=== INPUT ===

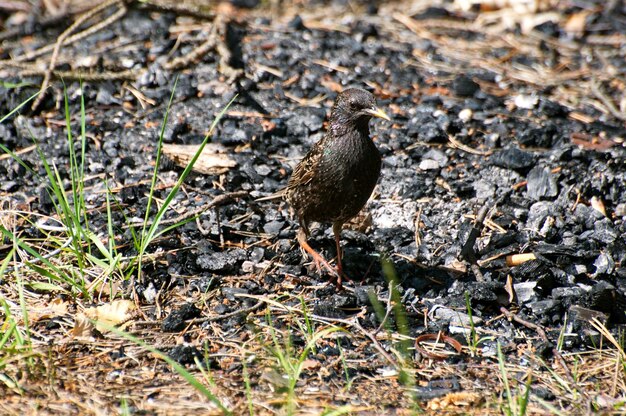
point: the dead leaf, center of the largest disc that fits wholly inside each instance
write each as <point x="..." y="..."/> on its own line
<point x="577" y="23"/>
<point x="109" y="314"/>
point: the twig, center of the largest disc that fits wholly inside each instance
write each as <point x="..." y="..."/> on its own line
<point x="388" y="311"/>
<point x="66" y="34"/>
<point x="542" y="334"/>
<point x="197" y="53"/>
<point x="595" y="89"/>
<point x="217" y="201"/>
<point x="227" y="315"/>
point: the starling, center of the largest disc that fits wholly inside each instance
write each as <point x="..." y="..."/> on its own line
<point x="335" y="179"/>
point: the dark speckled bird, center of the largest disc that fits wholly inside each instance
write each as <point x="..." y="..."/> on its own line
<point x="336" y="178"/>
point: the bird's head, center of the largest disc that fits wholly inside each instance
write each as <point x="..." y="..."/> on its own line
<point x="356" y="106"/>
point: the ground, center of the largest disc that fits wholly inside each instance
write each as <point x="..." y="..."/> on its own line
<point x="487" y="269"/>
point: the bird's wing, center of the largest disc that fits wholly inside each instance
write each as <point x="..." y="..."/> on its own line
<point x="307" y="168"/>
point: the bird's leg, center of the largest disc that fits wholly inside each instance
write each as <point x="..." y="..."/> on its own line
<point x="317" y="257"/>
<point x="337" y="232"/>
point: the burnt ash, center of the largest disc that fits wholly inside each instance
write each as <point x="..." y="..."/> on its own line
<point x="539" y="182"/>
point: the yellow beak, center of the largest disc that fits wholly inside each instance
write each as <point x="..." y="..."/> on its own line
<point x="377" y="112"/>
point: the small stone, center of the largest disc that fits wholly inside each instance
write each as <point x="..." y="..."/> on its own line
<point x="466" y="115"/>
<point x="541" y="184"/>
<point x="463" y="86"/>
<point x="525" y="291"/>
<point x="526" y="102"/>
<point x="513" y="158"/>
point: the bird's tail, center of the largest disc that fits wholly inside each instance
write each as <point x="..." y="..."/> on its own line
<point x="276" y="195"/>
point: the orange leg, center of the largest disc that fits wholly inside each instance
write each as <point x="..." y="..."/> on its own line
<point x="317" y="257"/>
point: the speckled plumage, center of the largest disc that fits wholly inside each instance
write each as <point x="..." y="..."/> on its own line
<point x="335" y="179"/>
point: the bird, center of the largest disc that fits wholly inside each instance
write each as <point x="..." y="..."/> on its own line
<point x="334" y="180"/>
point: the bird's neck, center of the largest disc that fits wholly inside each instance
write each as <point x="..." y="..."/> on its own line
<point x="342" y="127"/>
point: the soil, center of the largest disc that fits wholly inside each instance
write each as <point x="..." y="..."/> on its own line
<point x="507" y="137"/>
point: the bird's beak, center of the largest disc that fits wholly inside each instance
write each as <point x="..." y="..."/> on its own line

===

**TASK OBJECTIVE:** Return exactly the lines of the data, and only those, from the line with "point: the bird's wing, center" through the last line, inclusive.

**EXPECTED OUTPUT:**
point: the bird's wing, center of the largest disc that fits wholly inside each instance
write each as <point x="..." y="..."/> on its own line
<point x="307" y="168"/>
point: the bird's leg, center of the largest disc that fits wholly inside each instance
write each as <point x="..." y="..."/> on its own line
<point x="317" y="257"/>
<point x="337" y="232"/>
point: the burnt ash, center of the largest disc that fits wholly inside each instance
write each as <point x="..." y="..."/> on its own line
<point x="539" y="182"/>
point: the yellow beak, center of the largest disc that fits wholly inside each instance
write each as <point x="..." y="..."/> on its own line
<point x="377" y="112"/>
point: the small stone, center of the largest disc that fits wholly inside each instance
write each as <point x="..." y="..."/> on its own line
<point x="466" y="115"/>
<point x="541" y="184"/>
<point x="463" y="86"/>
<point x="525" y="291"/>
<point x="526" y="102"/>
<point x="513" y="158"/>
point: the bird's tail, center of the largest disc that fits wholly inside each instance
write each as <point x="..." y="..."/> on its own line
<point x="276" y="195"/>
point: the orange leg, center of the largest disc that fits wholly inside each instance
write each as <point x="..." y="..."/> on its own line
<point x="317" y="257"/>
point: the speckled plumage, center of the largest disc that fits wholly inside each instance
write each as <point x="..." y="..."/> on its own line
<point x="335" y="179"/>
point: the bird, center of the largest disc that fits wholly inside each instance
write each as <point x="..." y="..."/> on its own line
<point x="334" y="180"/>
point: the bird's neck, center of the largest disc that fits wholly inside each instance
write each as <point x="..." y="..."/> on its own line
<point x="342" y="127"/>
point: the soil, center of the largest disc that fits wholly inside each instance
write each as <point x="..." y="..."/> on its own line
<point x="507" y="137"/>
point: the bird's beak, center of the largest disc that fits wholly inside each instance
write each as <point x="..." y="..."/> on its own line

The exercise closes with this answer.